§ Information provided
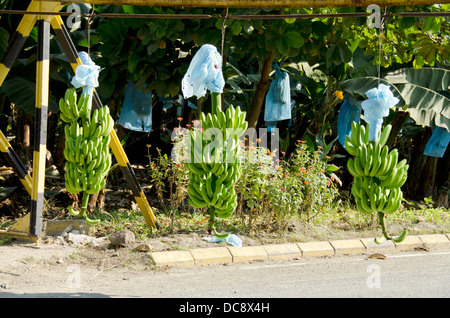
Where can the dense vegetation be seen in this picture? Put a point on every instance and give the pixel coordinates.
(324, 57)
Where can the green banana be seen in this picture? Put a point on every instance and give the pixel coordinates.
(377, 174)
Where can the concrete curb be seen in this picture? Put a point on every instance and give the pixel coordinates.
(229, 255)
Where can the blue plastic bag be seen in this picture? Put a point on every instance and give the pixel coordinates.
(136, 111)
(278, 98)
(379, 102)
(86, 74)
(350, 112)
(204, 73)
(437, 145)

§ Your objective
Output every entry verbatim. Pictures do not belong in the copy.

§ Reply to the task
Where can the dense vegetation be seen in this picture? Put a point on every instance and give the pixel coordinates.
(324, 57)
Where can the green banana be seen in this picture? Put a point on every instance and give the pixel coordinates.
(377, 174)
Where can the concrete curb be seen in this picture? Put a point on every instance and give the pixel coordinates.
(229, 255)
Where can the blue plastic bag be seen in this picture? Put a point on every instance and give the pixel coordinates.
(136, 111)
(278, 98)
(379, 102)
(86, 74)
(350, 112)
(204, 73)
(437, 145)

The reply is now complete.